GOAL 1
From the passage on the greedy Coin Change algorithm, set down the stretch from "The greedy approach may" through "greedy Coin Change algorithm?" word for word.
GOAL 2
What space complexity does the passage on the greedy Coin Change algorithm give for the algorithm?
GOAL 3
Write the next part of the passage on the greedy Coin Change algorithm, picking up after its final line.

PASSAGE SHOWN
2 Useful in finance and banking systems for currency conversion.
Test Yourself
Q1- Explain the working of the Coin Change algorithm in a greedy approach.
The Coin Change algorithm in a greedy approach involves starting with the highest coin denomination and iteratively selecting the maximum number of coins of that denomination that can be used without exceeding the given amount. This process continues with lower denominations until the amount is completely covered or no more denominations can be used.
Q2- In what real-world scenarios is the Coin Change algorithm not suitable?
The greedy approach may not be suitable when the coin system lacks a well-defined pattern, or when specific denominations are missing, leading to suboptimal solutions.
Q3- How can coin denominations be designed to ensure the greedy approach works optimally?
Coin denominations should be carefully designed so that one denomination is a multiple of the lower consecutive denominations. This ensures the greedy approach works optimally.
Q4- What is the space complexity of the Coin Change algorithm?
The space complexity is O(1) because it requires a constant amount of memory, regardless of the input size.
Q5- What is the time complexity of the greedy Coin Change algorithm?
1. O(1)

PROVIDED DATA
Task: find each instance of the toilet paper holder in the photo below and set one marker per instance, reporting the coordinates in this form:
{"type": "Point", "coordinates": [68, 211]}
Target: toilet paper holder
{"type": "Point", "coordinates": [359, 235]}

WRITTEN REPLY 1
The greedy approach may not be suitable when the coin system lacks a well-defined pattern, or when specific denominations are missing, leading to suboptimal solutions.
Q3- How can coin denominations be designed to ensure the greedy approach works optimally?
Coin denominations should be carefully designed so that one denomination is a multiple of the lower consecutive denominations. This ensures the greedy approach works optimally.
Q4- What is the space complexity of the Coin Change algorithm?
The space complexity is O(1) because it requires a constant amount of memory, regardless of the input size.
Q5- What is the time complexity of the greedy Coin Change algorithm?

WRITTEN REPLY 2
O(1)

WRITTEN REPLY 3
2. O(n)
3. O(log n)
4. O(n^2)
Ans – (2)
Explanation – The greedy Coin Change algorithm has a time complexity of O(n), where n is the number of available coin denominations
Q6- What is the primary objective of the Coin Change algorithm in a greedy approach?
1. To find the maximum number of coins needed
2. To minimize the number of coins needed
3. To maximize the value of coins used
4. To find the minimum amount of change possible
Ans – (2)
Explanation – To minimize the number of coins needed
Q7- How can coin denominations be designed to ensure the greedy approach works optimally?
1. By making each denomination completely independent of the others
2. By ensuring each denomination is a multiple of the lower consecutive denominations
3. By using prime numbers as denominations.
4. By randomly selecting denominations
Ans – (2)
Explanation – By ensuring each denomination is a multiple of the lower consecutive denominations
Q8- You are given infinite coins of denominations v1, v2, v3,…..,vn and a sum S. The coin change problem is to find the minimum number of coins required to get the sum S. This problem can be solved using ____________
1. Greedy algorithm
2. Dynamic programming
3. Divide and conquer
4. Backtracking
Ans – (2)
Explanation – The coin change problem has overlapping subproblems (the same subproblems are solved numerous times) and optimum subproblems (the solution to the problem can be obtained by finding optimal solutions to the subproblems). Thus, dynamic programming can be utilized to address the coin change problem.
Q9- Suppose you have coins of denominations 1, 3 and 4. You use a greedy algorithm, in which you choose the largest denomination coin which is not greater than the remaining sum. For which of the following sums, will the algorithm produce an optimal answer?
1. 14
2. 10
3. 6
4. 100
Ans – (4)
Explanation – The greedy algorithm will choose three coins, {4, 1, 1}, to add up to 6. Nevertheless, two coins {3, 3} is the best response.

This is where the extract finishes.